──────── Recorded data

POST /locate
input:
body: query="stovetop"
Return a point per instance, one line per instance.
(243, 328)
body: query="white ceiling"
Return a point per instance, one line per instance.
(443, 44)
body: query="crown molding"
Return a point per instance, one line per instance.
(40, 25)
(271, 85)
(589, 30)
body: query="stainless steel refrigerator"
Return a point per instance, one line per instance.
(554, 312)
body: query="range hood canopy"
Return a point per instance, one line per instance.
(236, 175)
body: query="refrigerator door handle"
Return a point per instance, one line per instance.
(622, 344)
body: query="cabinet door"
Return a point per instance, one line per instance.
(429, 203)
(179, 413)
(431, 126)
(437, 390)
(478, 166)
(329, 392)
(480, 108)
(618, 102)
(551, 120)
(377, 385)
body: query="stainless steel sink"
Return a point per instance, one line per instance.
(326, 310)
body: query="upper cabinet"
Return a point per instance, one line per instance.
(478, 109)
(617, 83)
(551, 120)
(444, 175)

────────────────
──────── Recorded data

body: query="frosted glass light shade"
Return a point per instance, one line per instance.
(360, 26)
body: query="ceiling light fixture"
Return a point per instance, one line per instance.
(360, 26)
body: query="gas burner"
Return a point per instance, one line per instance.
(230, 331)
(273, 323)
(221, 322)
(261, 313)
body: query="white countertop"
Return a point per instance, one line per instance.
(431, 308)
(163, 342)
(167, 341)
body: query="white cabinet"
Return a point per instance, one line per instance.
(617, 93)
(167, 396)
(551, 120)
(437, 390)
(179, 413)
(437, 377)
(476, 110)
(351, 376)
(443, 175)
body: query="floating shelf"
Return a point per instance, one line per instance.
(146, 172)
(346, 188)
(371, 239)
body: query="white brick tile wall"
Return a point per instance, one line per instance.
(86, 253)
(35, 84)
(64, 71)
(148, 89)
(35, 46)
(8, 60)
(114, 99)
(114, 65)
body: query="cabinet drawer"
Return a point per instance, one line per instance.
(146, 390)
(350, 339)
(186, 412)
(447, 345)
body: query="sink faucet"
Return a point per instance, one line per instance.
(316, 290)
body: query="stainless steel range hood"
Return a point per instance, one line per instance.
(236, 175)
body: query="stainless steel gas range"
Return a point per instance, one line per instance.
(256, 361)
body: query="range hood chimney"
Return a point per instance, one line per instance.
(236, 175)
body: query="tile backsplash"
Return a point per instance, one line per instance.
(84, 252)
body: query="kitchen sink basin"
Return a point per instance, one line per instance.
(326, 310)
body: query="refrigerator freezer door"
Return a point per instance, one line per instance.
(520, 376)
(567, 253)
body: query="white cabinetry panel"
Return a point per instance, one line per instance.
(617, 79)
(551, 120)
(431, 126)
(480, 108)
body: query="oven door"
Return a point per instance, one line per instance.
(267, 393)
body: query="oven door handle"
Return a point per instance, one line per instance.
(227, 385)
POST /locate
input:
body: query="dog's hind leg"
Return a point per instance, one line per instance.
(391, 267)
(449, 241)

────────────────

What is asked - Pick out every line of the records that contains the string "range", and copy each such line in full.

Written reply -
body: query="range hood canopy"
body: query="stainless steel range hood"
body: query="stainless steel gas range"
body: query="range hood chimney"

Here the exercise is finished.